- [What to produce]
Report each line in the listing below that contains the string "rope".
Begin
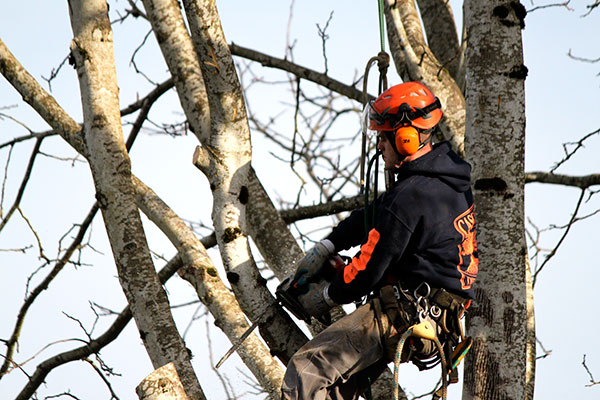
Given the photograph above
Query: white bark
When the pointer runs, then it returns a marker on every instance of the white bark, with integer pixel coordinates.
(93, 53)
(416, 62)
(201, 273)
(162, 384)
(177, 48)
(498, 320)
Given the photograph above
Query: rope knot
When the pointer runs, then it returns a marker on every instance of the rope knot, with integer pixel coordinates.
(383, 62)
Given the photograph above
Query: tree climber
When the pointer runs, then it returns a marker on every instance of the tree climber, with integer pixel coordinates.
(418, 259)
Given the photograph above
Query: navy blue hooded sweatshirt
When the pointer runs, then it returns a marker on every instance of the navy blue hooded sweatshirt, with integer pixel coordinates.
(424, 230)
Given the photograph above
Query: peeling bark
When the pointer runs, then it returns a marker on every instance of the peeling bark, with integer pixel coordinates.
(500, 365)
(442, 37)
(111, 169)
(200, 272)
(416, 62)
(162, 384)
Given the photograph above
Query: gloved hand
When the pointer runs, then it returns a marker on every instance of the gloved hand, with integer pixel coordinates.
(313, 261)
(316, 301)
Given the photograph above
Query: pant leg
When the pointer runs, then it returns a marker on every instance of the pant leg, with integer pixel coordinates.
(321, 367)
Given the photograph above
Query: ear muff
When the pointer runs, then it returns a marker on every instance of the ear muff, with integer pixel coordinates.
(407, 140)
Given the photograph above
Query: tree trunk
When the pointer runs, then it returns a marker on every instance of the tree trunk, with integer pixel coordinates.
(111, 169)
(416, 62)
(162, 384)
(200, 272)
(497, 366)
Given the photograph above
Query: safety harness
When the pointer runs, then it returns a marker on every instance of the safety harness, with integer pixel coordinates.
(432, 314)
End
Begin
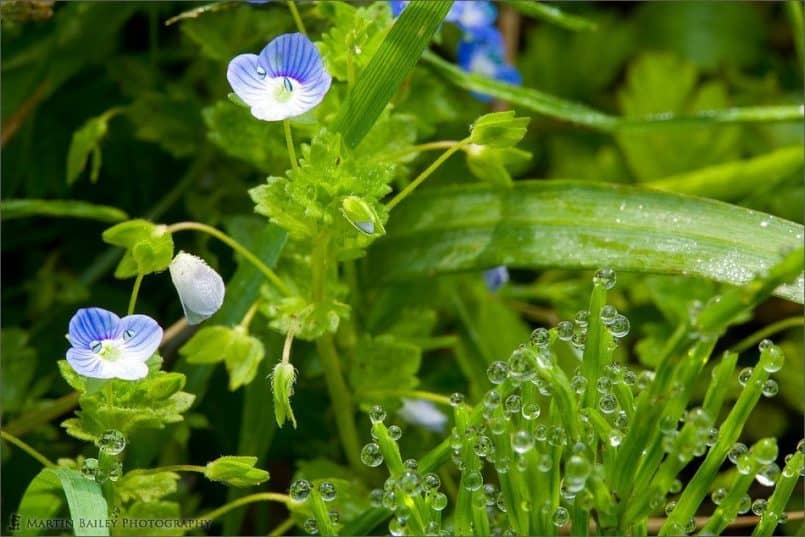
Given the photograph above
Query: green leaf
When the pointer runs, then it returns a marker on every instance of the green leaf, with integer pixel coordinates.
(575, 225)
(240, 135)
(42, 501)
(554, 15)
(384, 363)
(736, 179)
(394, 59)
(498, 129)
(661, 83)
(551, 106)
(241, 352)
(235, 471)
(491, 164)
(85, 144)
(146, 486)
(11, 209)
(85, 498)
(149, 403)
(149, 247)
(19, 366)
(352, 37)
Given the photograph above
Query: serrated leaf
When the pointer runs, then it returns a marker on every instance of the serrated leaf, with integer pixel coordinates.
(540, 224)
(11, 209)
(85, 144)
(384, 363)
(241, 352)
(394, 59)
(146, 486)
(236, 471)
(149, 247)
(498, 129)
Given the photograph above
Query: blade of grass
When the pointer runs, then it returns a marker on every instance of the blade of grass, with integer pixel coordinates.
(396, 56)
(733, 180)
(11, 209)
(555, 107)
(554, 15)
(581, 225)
End
- [Written answer]
Query: rope knot
When the pointer runs, then it returns a marker on every instance of the rope knot, with integer pixel coordinates.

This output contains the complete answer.